→ **ABOUT THIS EXERCISE**:
Across the lines of the records below, how many have the string "written" in them? Answer with the number alone.

→ **GIVEN ENTRIES**:
——————
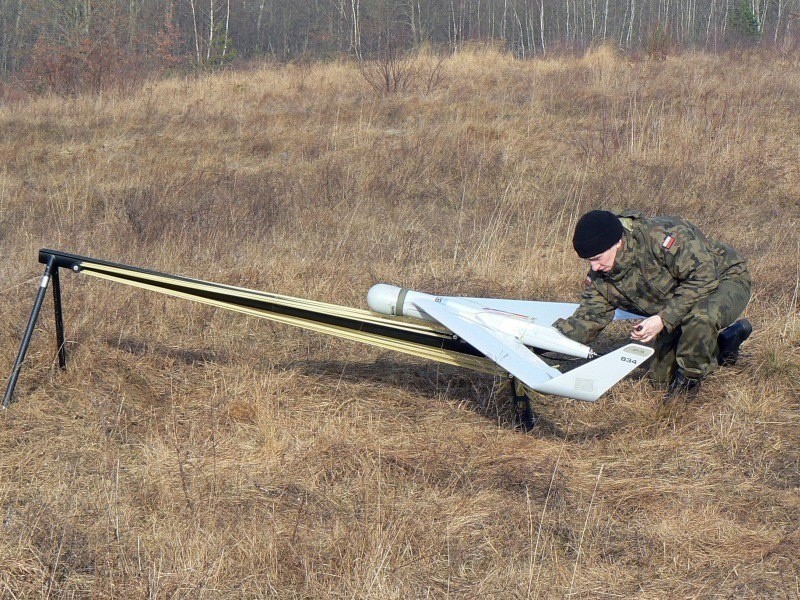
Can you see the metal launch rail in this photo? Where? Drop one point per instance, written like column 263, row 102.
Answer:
——————
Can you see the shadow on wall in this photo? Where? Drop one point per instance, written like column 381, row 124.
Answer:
——————
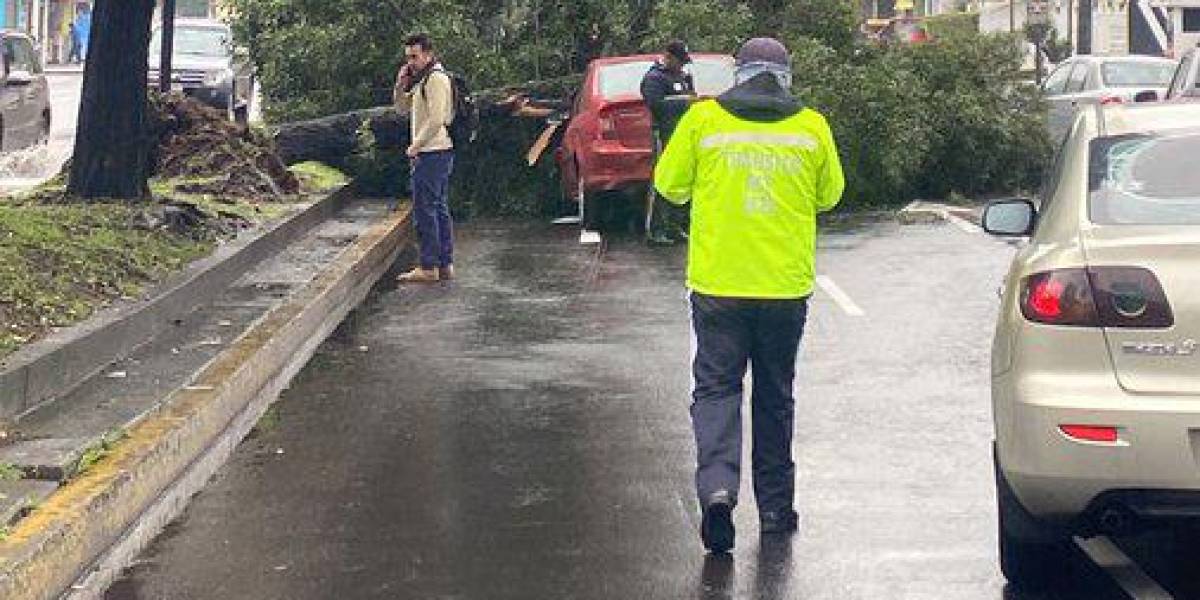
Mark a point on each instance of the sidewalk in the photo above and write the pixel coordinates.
——————
→ **REPLY TO THE TASK**:
2